The radial nerve is located in the arm. It arises from the C5 to C8 vertebrae of the spinal column and provides motor function and sensation to the extensors of the forearm, wrist, fingers and thumb. Most frequently the entrapment occurs in the proximal forearm and patients with this may experience any combination of pain, numbness, weakness and overall dysfunction. Radial nerve injuries mainly occur due to overuse although they can be a result of physical trauma, infection or even exposure to toxins.
Radial nerve symptoms typically affect the back of your hand near the thumb and in you index and middle fingers.
Symptoms may include:
- Unusual sensation in your thumb and fingers
- A sharp/burning pain
- Difficulty in straightening the arm
- Inability to extend or flex the wrist and fingers (this is known as wrist/ finger drop, this is rare in most cases).
Causes of radial nerve entrapment
The most common cause of radial nerve injury is a break of the arm, overusing the arm and sports or work accidents.
Here are some possible causes for radial nerve injury:
- Using crutches improperly
- Falling on or receiving direct impact to the arm
- Long term constriction of your wrist
- Sleeping with your arm in an unnatural position
- Fracture of the humerus
Movements that involve grasping and swinging and rotating the forearm can lead to radial nerve damage over time. This is only when the movements are repeated often enough. As the nerve moves back and forth over various adjacent structures there is potential that it may become irritated or trapped between surrounding tissues and muscle groups.
In addition to this there are some health conditions that affect the body as a whole and can specifically target certain nerve groups. Diabetes and kidney disease can cause inflammation and other symptoms which can lead to nerve compression.
********
## Your goal
Update the radial nerve passage from "The radial nerve" through "and middle fingers." so that "forearm" reads "lower arm" everywhere it occurs.

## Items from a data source
********
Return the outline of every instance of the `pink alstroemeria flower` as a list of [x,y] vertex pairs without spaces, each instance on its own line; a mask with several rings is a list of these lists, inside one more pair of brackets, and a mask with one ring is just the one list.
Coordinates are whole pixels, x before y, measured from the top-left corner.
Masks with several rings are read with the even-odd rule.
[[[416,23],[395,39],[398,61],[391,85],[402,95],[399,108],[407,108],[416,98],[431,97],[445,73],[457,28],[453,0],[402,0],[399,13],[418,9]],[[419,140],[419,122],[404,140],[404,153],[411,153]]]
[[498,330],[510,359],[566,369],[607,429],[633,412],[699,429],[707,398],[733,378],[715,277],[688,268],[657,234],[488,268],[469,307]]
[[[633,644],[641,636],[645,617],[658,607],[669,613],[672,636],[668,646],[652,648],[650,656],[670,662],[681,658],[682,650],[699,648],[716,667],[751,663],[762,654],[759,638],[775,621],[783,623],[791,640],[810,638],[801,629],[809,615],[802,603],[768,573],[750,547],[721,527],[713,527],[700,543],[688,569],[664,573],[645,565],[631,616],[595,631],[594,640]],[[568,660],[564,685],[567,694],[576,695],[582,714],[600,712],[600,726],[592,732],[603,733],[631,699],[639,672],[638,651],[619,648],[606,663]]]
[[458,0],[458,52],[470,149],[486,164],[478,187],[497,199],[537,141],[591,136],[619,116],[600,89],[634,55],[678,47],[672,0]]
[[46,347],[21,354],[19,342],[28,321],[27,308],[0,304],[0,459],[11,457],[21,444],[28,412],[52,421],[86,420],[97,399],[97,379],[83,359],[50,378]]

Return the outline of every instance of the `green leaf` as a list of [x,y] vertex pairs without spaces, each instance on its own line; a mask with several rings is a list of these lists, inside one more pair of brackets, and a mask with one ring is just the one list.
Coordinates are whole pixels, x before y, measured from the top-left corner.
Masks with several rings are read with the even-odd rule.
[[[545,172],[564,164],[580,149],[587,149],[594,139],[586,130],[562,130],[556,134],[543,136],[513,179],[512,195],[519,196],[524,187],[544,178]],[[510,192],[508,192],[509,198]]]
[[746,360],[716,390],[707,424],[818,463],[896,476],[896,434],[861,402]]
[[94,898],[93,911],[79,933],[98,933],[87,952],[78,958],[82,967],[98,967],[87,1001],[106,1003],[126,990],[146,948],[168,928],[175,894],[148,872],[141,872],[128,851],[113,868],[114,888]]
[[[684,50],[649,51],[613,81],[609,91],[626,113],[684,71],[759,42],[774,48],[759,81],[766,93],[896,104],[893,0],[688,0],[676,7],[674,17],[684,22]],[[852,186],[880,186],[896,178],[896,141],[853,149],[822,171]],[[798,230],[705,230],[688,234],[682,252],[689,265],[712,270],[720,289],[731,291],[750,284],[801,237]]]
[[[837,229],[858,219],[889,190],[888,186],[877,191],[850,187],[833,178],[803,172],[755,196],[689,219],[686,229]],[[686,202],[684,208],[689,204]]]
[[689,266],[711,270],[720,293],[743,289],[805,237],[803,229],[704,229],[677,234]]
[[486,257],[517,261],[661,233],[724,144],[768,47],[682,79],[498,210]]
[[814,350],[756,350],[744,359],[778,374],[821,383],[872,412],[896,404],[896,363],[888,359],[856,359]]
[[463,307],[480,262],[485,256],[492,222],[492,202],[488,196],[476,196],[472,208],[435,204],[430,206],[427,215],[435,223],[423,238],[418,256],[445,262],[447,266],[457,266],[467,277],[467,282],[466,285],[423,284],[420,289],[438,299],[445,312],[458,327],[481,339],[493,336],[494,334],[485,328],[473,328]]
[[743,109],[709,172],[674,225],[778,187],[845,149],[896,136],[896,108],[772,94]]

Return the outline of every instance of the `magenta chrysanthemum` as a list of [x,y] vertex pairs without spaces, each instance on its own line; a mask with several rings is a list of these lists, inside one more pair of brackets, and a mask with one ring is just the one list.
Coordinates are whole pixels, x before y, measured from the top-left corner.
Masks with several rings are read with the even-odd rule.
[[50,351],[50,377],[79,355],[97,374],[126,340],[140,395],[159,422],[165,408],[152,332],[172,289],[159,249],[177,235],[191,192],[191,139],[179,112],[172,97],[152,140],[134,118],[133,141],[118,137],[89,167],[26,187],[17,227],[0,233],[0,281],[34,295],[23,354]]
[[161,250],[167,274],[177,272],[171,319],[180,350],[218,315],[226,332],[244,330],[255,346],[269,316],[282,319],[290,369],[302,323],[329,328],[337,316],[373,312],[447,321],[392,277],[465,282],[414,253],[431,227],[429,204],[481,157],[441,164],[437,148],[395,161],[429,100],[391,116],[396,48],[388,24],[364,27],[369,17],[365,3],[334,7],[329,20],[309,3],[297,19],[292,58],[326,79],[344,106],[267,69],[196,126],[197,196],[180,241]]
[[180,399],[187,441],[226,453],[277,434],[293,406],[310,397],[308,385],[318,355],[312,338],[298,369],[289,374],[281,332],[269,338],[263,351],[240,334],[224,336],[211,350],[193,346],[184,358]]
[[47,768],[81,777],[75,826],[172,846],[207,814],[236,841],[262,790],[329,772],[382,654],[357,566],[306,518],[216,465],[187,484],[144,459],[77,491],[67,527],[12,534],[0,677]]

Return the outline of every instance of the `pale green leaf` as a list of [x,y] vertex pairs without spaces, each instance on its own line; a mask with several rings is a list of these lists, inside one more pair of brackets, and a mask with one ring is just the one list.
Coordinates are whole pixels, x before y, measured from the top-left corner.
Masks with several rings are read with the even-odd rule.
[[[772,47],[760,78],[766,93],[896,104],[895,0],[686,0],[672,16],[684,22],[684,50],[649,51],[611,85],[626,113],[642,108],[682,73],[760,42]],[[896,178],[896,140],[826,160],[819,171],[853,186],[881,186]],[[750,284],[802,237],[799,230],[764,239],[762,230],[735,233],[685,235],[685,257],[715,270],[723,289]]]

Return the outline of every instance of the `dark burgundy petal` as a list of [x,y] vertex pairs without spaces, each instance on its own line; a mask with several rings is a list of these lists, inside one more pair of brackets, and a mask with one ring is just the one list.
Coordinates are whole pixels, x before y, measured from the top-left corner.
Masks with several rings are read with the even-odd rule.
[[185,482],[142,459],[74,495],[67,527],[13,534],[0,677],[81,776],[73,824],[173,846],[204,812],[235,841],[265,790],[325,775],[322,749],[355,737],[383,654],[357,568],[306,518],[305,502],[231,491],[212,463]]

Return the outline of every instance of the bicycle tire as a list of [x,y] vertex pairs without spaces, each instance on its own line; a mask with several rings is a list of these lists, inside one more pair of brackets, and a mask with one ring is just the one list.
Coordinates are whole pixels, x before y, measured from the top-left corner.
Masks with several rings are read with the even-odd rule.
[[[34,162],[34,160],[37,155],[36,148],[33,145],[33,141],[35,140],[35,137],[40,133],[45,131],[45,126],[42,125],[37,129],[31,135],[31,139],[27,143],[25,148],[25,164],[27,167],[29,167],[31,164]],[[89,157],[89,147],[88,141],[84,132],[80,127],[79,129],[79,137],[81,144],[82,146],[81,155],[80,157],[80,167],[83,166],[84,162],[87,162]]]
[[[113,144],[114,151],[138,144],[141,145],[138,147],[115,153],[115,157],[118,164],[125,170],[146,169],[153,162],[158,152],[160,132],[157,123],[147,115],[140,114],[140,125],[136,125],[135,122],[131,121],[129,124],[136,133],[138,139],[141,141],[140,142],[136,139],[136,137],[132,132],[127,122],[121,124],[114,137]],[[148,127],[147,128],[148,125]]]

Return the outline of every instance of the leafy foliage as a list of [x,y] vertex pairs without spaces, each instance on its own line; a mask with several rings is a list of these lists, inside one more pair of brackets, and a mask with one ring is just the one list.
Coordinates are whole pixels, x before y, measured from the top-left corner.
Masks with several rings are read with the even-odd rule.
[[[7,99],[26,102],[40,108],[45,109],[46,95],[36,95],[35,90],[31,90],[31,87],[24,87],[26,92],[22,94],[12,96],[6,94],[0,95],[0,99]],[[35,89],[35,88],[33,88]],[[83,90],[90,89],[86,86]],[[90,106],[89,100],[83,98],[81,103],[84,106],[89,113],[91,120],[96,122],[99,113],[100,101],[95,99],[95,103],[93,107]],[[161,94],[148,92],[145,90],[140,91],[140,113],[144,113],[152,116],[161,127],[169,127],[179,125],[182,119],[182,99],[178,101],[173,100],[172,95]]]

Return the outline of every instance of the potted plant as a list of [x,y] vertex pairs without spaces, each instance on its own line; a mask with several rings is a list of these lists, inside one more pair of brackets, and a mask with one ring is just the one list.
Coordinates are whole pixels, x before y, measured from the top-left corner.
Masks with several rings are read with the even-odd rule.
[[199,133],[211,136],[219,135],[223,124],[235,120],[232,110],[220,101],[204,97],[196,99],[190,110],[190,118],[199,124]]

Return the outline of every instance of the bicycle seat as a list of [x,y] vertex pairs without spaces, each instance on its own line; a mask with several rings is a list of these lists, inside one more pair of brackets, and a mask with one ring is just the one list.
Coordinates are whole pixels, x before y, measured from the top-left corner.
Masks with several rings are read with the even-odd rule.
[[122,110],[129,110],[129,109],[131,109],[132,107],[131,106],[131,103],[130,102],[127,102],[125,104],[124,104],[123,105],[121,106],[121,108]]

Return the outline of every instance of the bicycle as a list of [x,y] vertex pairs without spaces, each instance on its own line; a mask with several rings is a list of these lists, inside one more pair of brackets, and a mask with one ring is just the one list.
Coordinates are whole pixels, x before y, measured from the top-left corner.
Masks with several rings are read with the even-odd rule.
********
## Your response
The radial nerve is located in the arm. It arises from the C5 to C8 vertebrae of the spinal column and provides motor function and sensation to the extensors of the lower arm, wrist, fingers and thumb. Most frequently the entrapment occurs in the proximal lower arm and patients with this may experience any combination of pain, numbness, weakness and overall dysfunction. Radial nerve injuries mainly occur due to overuse although they can be a result of physical trauma, infection or even exposure to toxins.
Radial nerve symptoms typically affect the back of your hand near the thumb and in you index and middle fingers.